DIRECTIONS FOR THIS TASK »
Extract every line of the material below and reproduce each one without any change.

Labeling and segmentation records:
*****
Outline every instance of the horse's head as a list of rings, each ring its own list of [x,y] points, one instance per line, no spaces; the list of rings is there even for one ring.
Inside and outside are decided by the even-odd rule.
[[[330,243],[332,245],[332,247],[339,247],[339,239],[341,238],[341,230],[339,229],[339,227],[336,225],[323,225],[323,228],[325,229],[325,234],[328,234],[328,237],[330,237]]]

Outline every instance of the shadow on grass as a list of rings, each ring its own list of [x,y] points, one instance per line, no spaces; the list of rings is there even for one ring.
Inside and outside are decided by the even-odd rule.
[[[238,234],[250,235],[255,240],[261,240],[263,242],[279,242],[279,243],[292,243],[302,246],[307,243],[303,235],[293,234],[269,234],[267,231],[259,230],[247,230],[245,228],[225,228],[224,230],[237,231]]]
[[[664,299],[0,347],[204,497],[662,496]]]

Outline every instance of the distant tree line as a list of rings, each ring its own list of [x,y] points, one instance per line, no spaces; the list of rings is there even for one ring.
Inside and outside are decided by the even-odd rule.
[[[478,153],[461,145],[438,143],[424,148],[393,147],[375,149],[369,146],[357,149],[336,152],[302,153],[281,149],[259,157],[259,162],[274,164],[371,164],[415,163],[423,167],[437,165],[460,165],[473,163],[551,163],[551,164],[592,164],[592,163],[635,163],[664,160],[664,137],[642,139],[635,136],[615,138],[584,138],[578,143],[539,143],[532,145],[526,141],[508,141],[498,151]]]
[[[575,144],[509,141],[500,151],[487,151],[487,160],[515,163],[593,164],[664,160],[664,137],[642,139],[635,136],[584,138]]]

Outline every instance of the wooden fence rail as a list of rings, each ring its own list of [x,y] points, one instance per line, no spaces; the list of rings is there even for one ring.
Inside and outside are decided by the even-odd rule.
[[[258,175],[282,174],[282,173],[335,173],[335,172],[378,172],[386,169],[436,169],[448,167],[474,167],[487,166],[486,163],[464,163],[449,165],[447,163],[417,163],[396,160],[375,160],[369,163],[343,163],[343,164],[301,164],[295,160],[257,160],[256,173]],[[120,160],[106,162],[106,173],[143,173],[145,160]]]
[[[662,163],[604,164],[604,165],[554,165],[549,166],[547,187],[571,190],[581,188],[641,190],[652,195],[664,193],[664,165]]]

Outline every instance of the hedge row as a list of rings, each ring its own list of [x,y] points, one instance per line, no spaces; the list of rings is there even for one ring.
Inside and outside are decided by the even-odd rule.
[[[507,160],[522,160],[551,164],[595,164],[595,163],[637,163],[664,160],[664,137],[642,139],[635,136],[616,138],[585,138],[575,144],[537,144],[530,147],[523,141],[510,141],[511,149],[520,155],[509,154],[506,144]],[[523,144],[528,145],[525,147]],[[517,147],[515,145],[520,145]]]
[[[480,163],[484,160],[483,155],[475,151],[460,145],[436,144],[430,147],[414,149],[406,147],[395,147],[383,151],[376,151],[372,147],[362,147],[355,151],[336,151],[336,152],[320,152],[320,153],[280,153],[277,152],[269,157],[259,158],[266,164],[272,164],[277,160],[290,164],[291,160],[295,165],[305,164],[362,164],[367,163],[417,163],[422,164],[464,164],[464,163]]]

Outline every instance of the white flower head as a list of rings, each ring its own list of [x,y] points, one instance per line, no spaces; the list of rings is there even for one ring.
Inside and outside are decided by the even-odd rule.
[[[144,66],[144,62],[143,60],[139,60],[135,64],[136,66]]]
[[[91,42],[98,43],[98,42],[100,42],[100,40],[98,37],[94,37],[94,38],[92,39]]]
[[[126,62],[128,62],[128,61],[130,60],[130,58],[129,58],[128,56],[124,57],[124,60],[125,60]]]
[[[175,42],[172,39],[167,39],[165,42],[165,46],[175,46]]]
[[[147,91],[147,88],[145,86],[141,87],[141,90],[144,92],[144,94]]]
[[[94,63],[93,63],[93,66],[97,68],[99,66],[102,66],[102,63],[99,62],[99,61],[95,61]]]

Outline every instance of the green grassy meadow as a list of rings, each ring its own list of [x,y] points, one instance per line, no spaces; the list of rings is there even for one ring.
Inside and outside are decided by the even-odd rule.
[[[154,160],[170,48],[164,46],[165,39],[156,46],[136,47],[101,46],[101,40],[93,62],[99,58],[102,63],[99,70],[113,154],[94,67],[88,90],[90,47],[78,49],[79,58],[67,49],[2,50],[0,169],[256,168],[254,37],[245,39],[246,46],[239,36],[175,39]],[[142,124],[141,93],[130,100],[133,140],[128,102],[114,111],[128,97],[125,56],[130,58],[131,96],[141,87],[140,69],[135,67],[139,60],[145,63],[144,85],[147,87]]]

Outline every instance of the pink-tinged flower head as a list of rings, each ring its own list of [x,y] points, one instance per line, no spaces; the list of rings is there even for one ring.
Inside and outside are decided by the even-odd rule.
*****
RESPONSE FOR THIS EXERCISE »
Outline every instance of the horse's head as a list of rings, each ring its own list of [x,y] points, one instance per line, no spaces; the list of rings is there even for one ring.
Inside and outside are decided by the even-odd rule.
[[[330,243],[332,245],[332,247],[339,247],[339,239],[341,238],[341,230],[339,229],[339,227],[336,225],[323,225],[323,228],[325,229],[325,234],[328,234],[328,237],[330,237]]]

Outline every instance of the shadow on grass as a list of rings, each ring its own list of [x,y] points, one instance per line, no spaces; the list of rings is there even for one ring.
Inside and outside are decided by the even-odd rule.
[[[238,234],[250,235],[255,240],[261,240],[263,242],[279,242],[279,243],[292,243],[302,246],[307,243],[303,235],[293,234],[269,234],[267,231],[259,230],[247,230],[245,228],[225,228],[224,230],[237,231]]]
[[[664,299],[0,347],[204,497],[662,496]]]

Outline every instance of the distant tree line as a list of rings, each ring its own list of [x,y] points, one instance per line, no spaces; the list of rings is there even for one ring.
Inside and outside are decided by the even-odd rule.
[[[478,153],[461,145],[438,143],[424,148],[393,147],[375,149],[369,146],[357,149],[336,152],[302,153],[281,149],[259,157],[259,162],[274,164],[371,164],[415,163],[423,167],[437,165],[460,165],[473,163],[551,163],[551,164],[592,164],[592,163],[635,163],[664,160],[664,137],[642,139],[635,136],[615,138],[584,138],[578,143],[539,143],[532,145],[526,141],[508,141],[498,151]]]
[[[575,144],[509,141],[500,151],[487,151],[487,160],[515,163],[593,164],[664,160],[664,137],[642,139],[635,136],[584,138]]]

Outline every instance of the wooden fence rail as a list of rings, each ring its own list of [x,y] points, one instance per line, no spaces; the list of rings is there even for one ring.
Inside and outside are decided by the even-odd rule.
[[[258,175],[282,174],[282,173],[335,173],[335,172],[378,172],[386,169],[436,169],[448,167],[474,167],[487,166],[486,163],[464,163],[449,165],[447,163],[417,163],[396,160],[375,160],[369,163],[343,163],[343,164],[301,164],[295,160],[257,160],[256,173]],[[120,160],[106,162],[106,173],[143,173],[145,160]]]
[[[662,163],[604,164],[604,165],[554,165],[549,166],[547,187],[571,190],[581,188],[641,190],[652,195],[664,193],[664,165]]]

Outline every instance of the hedge row as a list of rings, each ring its own list of [x,y] points, one instance per line, no spaces; the list of rings is there even for one ring.
Inside and outside are decided by the even-odd rule.
[[[507,160],[522,160],[551,164],[595,164],[595,163],[637,163],[664,160],[664,137],[642,139],[635,136],[616,138],[585,138],[575,144],[537,144],[530,147],[523,141],[510,141],[511,149],[520,155],[509,154],[506,144]],[[523,144],[528,145],[525,147]],[[517,147],[515,145],[520,145]]]
[[[480,163],[484,160],[483,155],[475,151],[460,145],[436,144],[430,147],[414,149],[406,147],[395,147],[383,151],[376,151],[372,147],[362,147],[355,151],[336,151],[336,152],[320,152],[320,153],[280,153],[277,152],[269,157],[259,158],[266,164],[272,164],[277,160],[290,164],[291,160],[295,165],[305,164],[362,164],[367,163],[417,163],[422,164],[464,164],[464,163]]]

Outline every instance of the white flower head as a list of rings, each ring its own list of [x,y] points, one instance per line, no spaces; the list of rings is there even for one ring.
Inside and outside are decided by the even-odd rule.
[[[144,66],[144,62],[143,60],[139,60],[135,64],[136,66]]]
[[[91,42],[98,43],[98,42],[100,42],[100,40],[98,37],[94,37],[94,38],[92,39]]]
[[[126,62],[128,62],[128,61],[130,60],[130,58],[129,58],[128,56],[124,57],[124,60],[125,60]]]
[[[175,42],[172,39],[167,39],[165,42],[165,46],[175,46]]]
[[[147,91],[147,88],[145,86],[141,87],[141,90],[144,92],[144,94]]]
[[[94,63],[93,63],[93,66],[97,68],[99,66],[102,66],[102,63],[99,62],[99,61],[95,61]]]

Outline every instance of the green grassy meadow as a list of rings, each ring its own list of [x,y] points, one instance per line, no spaces; the list of rings is there even for one ring.
Inside and outside are decided by the even-odd rule.
[[[154,160],[170,48],[164,46],[165,39],[156,46],[136,47],[101,46],[101,40],[93,62],[99,58],[102,63],[99,70],[113,154],[94,67],[88,90],[90,47],[78,49],[79,58],[67,49],[2,50],[0,169],[256,168],[254,37],[245,39],[246,46],[239,36],[175,39]],[[142,124],[141,93],[130,100],[133,140],[128,102],[114,111],[128,97],[125,56],[130,58],[131,96],[141,87],[140,69],[135,67],[139,60],[145,63],[144,85],[147,87]]]

Outline every instance of the pink-tinged flower head as a list of rings, each ring its own list of [x,y] points, one instance per line, no spaces; the list of rings is there even for one ring.
Inside and outside are decided by the even-odd rule.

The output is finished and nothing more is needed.